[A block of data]
-- start --

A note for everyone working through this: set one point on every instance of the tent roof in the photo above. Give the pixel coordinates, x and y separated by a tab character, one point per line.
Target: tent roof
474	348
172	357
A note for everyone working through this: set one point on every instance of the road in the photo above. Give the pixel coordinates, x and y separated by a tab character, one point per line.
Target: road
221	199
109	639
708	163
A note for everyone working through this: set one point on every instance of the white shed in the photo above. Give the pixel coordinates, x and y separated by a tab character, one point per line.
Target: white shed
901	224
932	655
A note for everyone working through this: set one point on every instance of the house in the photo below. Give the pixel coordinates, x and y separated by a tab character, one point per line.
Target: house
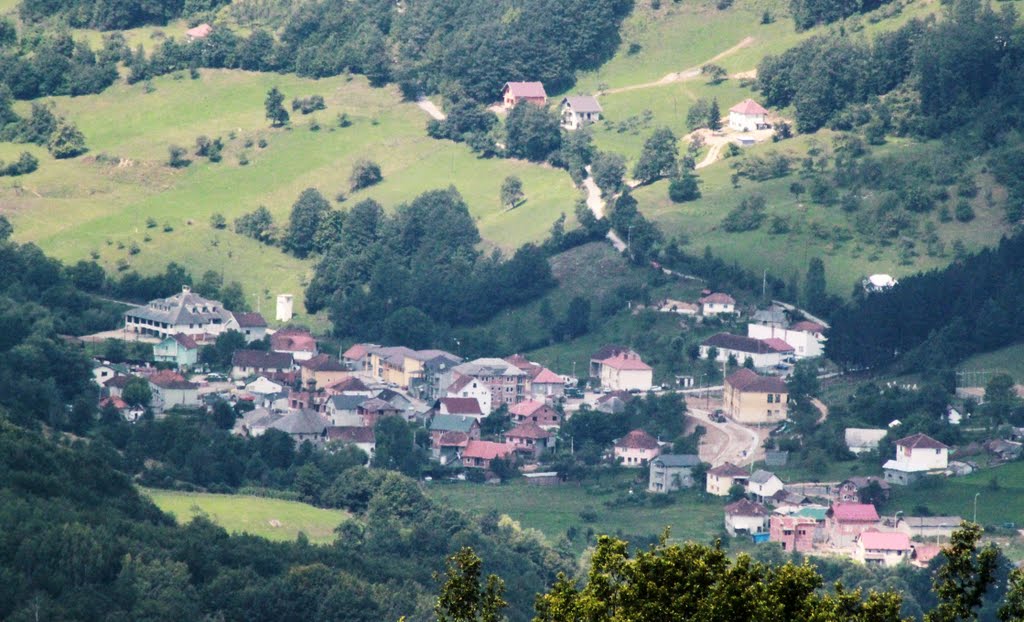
847	521
928	528
529	439
480	454
255	422
882	548
745	516
468	386
200	32
671	472
183	313
515	92
915	456
177	348
462	407
748	116
764	353
752	399
375	409
532	411
295	341
807	338
343	410
863	440
544	383
636	449
763	485
170	389
851	490
253	326
506	382
263	386
627	371
248	363
717	303
303	425
604	353
323	370
724	477
579	111
794	533
358	436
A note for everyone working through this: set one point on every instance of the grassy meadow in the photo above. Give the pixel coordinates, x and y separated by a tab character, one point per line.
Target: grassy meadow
241	513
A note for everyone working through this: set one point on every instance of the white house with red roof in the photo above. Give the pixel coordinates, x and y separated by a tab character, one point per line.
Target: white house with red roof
514	92
626	371
637	449
748	116
882	548
716	303
916	455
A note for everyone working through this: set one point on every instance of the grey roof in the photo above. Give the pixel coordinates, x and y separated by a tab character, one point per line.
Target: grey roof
452	423
347	403
678	460
583	104
762	477
302	422
488	367
183	307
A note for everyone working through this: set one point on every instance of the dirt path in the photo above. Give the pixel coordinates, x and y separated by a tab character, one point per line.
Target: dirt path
430	108
683	76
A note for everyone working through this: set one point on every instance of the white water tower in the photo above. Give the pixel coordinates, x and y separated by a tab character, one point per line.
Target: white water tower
285	304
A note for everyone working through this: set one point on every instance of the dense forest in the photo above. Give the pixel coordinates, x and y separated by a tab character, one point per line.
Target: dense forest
469	47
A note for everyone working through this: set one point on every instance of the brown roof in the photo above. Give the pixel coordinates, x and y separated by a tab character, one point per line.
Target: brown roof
921	441
745	507
747	381
350	433
728	469
252	320
637	440
261	360
527	430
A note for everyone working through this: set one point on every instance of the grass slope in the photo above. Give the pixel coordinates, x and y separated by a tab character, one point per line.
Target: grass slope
72	208
241	513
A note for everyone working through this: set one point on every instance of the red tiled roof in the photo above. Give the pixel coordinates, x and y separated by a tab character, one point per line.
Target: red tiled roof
808	327
627	363
637	440
745	507
462	406
921	441
718	298
252	320
728	469
524	89
855	512
528	430
745	380
749	107
873	540
350	433
486	450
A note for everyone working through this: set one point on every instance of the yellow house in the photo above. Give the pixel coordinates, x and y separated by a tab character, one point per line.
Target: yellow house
752	399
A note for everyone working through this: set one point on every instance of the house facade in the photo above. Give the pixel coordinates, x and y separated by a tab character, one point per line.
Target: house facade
579	111
636	449
751	399
183	313
670	472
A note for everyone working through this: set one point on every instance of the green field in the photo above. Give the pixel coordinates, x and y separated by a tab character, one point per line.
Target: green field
241	513
954	496
96	204
553	509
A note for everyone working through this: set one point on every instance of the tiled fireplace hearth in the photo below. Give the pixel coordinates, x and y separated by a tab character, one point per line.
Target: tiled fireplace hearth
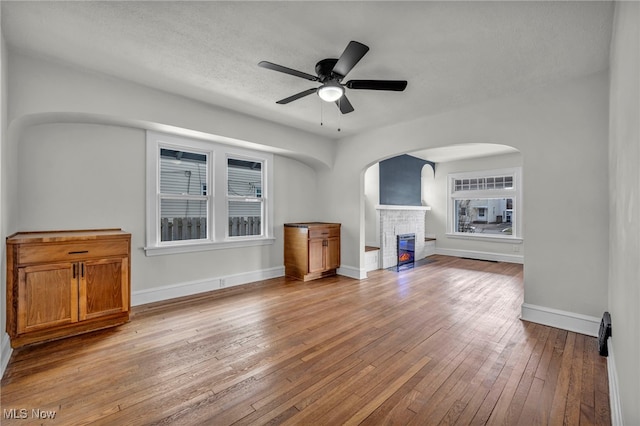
397	220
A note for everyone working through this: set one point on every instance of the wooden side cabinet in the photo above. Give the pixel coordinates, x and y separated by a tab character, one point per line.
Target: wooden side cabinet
311	249
62	283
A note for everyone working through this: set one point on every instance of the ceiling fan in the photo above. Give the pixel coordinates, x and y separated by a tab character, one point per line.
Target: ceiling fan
330	73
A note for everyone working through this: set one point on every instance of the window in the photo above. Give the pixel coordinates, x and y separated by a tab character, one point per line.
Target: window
244	197
485	204
203	195
184	204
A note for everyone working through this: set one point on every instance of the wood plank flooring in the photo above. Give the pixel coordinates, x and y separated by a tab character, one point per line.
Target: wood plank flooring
435	345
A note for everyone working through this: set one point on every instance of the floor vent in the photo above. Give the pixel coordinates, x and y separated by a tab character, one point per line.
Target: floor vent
604	334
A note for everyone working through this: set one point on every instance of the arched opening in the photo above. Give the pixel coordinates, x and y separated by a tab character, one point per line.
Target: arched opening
438	232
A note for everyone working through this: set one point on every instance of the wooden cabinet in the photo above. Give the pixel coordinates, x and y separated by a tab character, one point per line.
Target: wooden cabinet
61	283
311	249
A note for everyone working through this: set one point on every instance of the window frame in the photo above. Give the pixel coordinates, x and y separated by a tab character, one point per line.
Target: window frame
261	199
515	193
217	217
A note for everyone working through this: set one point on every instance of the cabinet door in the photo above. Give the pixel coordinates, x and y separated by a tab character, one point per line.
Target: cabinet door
333	253
103	287
316	255
47	296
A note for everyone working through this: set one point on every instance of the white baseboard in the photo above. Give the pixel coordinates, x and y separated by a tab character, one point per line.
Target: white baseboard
5	352
481	255
351	272
173	291
578	323
614	391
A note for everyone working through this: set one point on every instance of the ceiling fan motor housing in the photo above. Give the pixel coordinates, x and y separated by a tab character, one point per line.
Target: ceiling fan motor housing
324	69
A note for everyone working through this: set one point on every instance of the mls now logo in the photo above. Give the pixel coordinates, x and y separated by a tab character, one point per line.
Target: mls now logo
23	413
15	413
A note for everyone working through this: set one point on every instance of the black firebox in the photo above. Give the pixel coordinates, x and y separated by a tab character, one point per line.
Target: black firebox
406	251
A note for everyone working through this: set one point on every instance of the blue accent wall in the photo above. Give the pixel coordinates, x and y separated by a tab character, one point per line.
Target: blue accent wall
400	180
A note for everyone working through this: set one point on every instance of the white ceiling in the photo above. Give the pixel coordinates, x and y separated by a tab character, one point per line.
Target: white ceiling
451	53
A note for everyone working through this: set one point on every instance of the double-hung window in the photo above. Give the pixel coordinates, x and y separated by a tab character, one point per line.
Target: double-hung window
485	204
204	195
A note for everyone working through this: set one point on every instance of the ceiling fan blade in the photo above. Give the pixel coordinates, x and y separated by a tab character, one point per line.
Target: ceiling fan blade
395	85
344	105
280	68
297	96
350	57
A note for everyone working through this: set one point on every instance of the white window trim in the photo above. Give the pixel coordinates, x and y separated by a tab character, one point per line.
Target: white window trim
217	222
515	194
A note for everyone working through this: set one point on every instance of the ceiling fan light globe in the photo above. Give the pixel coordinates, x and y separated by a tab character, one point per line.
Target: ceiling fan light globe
330	92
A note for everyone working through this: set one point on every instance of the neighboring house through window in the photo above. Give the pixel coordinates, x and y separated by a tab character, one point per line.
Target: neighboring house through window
203	195
485	204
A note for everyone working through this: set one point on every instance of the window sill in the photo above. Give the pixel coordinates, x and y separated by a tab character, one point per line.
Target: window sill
486	237
195	247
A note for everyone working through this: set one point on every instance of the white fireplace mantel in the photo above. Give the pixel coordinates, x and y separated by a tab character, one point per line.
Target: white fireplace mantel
394	207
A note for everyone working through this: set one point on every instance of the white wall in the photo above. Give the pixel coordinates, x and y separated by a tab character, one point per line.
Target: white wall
371	200
561	132
4	342
438	198
75	155
624	205
75	176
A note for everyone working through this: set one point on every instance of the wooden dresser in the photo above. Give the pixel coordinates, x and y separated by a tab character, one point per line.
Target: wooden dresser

-- end --

▸ WORK REQUIRED
Rewrite all the lines above, swapping every "pixel coordinates" for "image coordinates" and keeping everything else the same. Omit the pictures from your version.

▸ IN RESPONSE
A note for everyone working through this: set one point on every instance of the tent roof in the photo above. Give the image coordinates, x and y separated by a tab character, one point per line.
Target: tent roof
474	348
172	357
A note for everyone working through this: set one point on every instance of the road in the photo above. Give the image coordinates, x and y separated by a tab character, one point per line.
Target: road
221	199
109	639
708	163
A note for everyone working through this: set one point on every instance of the white shed in the photo above. Give the image coordinates, x and y separated by a tab character, one point per line.
Target: white shed
901	224
932	655
A note for everyone working through this: set one point on every instance of the house in the photo below. Give the image coordinates, x and y separated by a tab character, one point per line.
Target: house
847	521
928	528
529	439
480	454
255	422
882	548
745	516
468	386
200	32
671	472
183	313
515	92
915	456
177	348
462	407
748	116
764	353
752	399
375	409
532	411
295	341
807	338
343	410
863	440
544	383
636	449
763	485
170	389
851	490
253	326
506	382
263	386
627	371
248	363
717	303
303	425
604	353
323	370
724	477
579	111
794	533
358	436
A note for everyone working through this: set one point on every instance of the grassy meadow in the photo above. Give the image coordinates, x and y separated by a tab character, one point per line.
Target: grassy meadow
241	513
A note for everyone working through this: set one point on every instance of the white house with red roof in the photo above. Give the image coordinates, x and y separated by a tab character, one point per line.
Target: white house with red roof
514	92
626	371
637	449
748	116
882	548
716	303
916	455
A note for everyone working through this: set one point on every instance of the grey roof in the photo above. Give the image coordinates, x and y separated by a tab character, one point per line.
Target: grey roof
452	423
347	403
678	460
583	104
762	477
302	422
488	367
183	307
A note for everyone working through this: set one point on every instance of the dirt path in the photo above. Give the image coordinates, x and y separated by a tab character, one point per line.
Target: dirt path
430	108
683	76
A note for everyone working through this: set one point on every instance of the white water tower in the photo above. Give the image coordinates, x and y separated by a tab character, one point per line.
Target: white water tower
285	304
A note for everyone working through this: set one point on every instance of the dense forest in the photo above. Give the image coordinates, x and y separated by a tab character, one point per line.
Target: dense forest
469	47
A note for everyone working through this: set one point on every instance of the brown roof in the photo above. Give the image coordinates, x and y separated by a tab character, one point per line.
Target: brown roof
921	441
745	507
747	381
350	433
728	469
252	320
637	440
261	360
527	430
A note for everyone working through this: set one point on every instance of the grass slope in the photo above. Give the image coordinates, x and y separated by a tab character, one point per line.
Target: grass slope
72	208
241	513
A note for everyone working through this: set one point on every instance of the red tiled roof in the photo above. Give the image coordinates, x and y separated by a tab character, one point per line.
Target: red tiled roof
808	327
627	363
637	440
745	507
462	406
921	441
718	298
252	320
728	469
524	89
855	512
528	430
745	380
749	107
873	540
350	433
486	450
A note for everyone working through this: set one point on every instance of the yellow house in the photo above. Give the image coordinates, x and y separated by a tab character, one point per line.
Target: yellow house
752	399
A note for everyone working through this: set one point on every instance of the house facade in the photo above. Give the image coordinates, x and y separated by a tab character, one point per line.
Target: house facade
579	111
636	449
751	399
183	313
670	472
A note for everyone working through this: set one point on every instance of the green field in the photo above. Give the image coordinates, x and y separated by a tab character, one point per line.
Target: green field
241	513
954	496
96	204
553	509
A note for everyone working through this: set one point on every instance of the tiled fireplace hearth in the photo below. Give the image coordinates, x and y separated by a tab character, one point per line.
Target: tiled fireplace hearth
397	220
A note for everyone working through this: set one point on every instance of the wooden side cabinet in the photo above. Give the image coordinates, x and y separated by a tab character, one point per line.
Target: wooden side cabinet
311	249
62	283
A note for everyone working through this: set one point on every instance of the ceiling fan in the photo above. Give the image coordinates, x and y separated by a tab character, one point per line.
Target: ceiling fan
330	73
A note for everyone working through this: set one point on every instance of the window in the photo above. Give the image coordinates, x and y separated by a tab character, one point per line.
Target: window
244	197
485	204
203	195
184	204
A note for everyone working through this: set one point on every instance of the wood plank flooring in the photo above. Give the image coordinates, x and y separated by a tab character, one point per line.
Target: wood plank flooring
435	345
A note for everyone working through this: set one point on every instance of the floor vent in the photo above. Give the image coordinates, x and y separated by a tab character, one point per line.
Target: floor vent
604	334
A note for everyone working through this: set one point on every instance of the arched opening in the photo above. Give the image coordinates, x and y separated by a tab character, one point per line.
Target: arched opening
438	232
A note for everyone working through this: set one point on every instance of the wooden cabinet in the photo above. Give the image coordinates, x and y separated by a tab character, one point per line.
Target: wooden cabinet
61	283
311	249
A note for everyone working through this: set one point on every instance of the window frame in the photo above. Give the image coordinates, x and y separated by a tab character, one point per line.
Target: window frame
261	199
515	193
217	217
A note for everyone working through this: set one point on every instance of the cabinet door in the photo above. Give the image coordinates, x and y separated by a tab character, one point per line.
Target: cabinet door
333	253
103	287
316	255
47	296
A note for everyone working through this: set one point on every instance of the white baseboard in the photo above. Give the image coordinates, x and y separated by a tab character, one point per line.
Target: white baseboard
5	352
481	255
351	272
173	291
578	323
614	391
A note for everyone working through this: set one point on every instance of the ceiling fan motor housing in the photo above. Give the image coordinates, x and y separated by a tab character, one point per line.
Target: ceiling fan motor housing
324	69
A note for everyone working through this: set one point on every instance of the mls now logo in the photo above. Give the image coordinates, x and y separated by a tab character, one point per line.
Target: mls now logo
23	413
15	413
A note for everyone working through this: set one point on every instance of the black firebox in the photo above. Give the image coordinates, x and y separated by a tab character, one point per line.
Target: black firebox
406	251
A note for everyone working through this: set one point on every instance of the blue accent wall in the photo above. Give the image coordinates, x and y separated by a tab character, one point per line.
Target: blue accent wall
400	180
A note for everyone working through this: set one point on every instance of the white ceiling in the photo above. Give the image coordinates, x and y separated by a tab character, one point per line.
Target: white ceiling
451	53
A note for everyone working through this: set one point on every instance of the double-hung window in the photo above. Give the image coordinates, x and y separated by a tab character, one point per line.
Target: double-hung window
485	204
204	195
A note for everyone working through this: set one point on every instance of the ceiling fan blade in the photo above. Give the image coordinates, x and y separated by a tab character, one point per line.
Target: ceiling fan blade
395	85
344	105
280	68
297	96
350	57
A note for everyone working through this: set one point on every instance of the white window trim in the photo above. Give the image coordinates, x and y separated by a tab character, one point per line.
Target: white window trim
217	222
515	194
A note for everyone working through this: set one point on every instance of the ceiling fan light globe in the photo above. Give the image coordinates, x and y separated by a tab character, one point per line.
Target: ceiling fan light globe
330	92
A note for everyone working through this: set one point on every instance of the neighboring house through window in the photo above. Give the image coordinates, x and y separated by a tab character, one point per line.
Target: neighboring house through window
203	195
485	204
A note for everyone working through this: set one point on every instance of the window sill in the photo above. Give the image coordinates, x and y separated by a tab character, one point per line.
Target: window sill
486	237
195	247
A note for everyone working through this: set one point on every instance of the white fireplace mantel in the photo above. Give the image coordinates, x and y separated by a tab character, one point per line.
Target: white fireplace mantel
394	207
A note for everyone working through this: set one point on every instance of the white wall in the photo above. Give the image coordinates, x and y separated by a tab character, one point per line.
Target: white wall
371	200
561	132
4	342
438	198
75	155
624	205
75	176
A note for everyone working through this: set one point on every instance of the wooden dresser in the photo above. Give the image coordinates, x and y separated by a tab character, one point per line.
Target: wooden dresser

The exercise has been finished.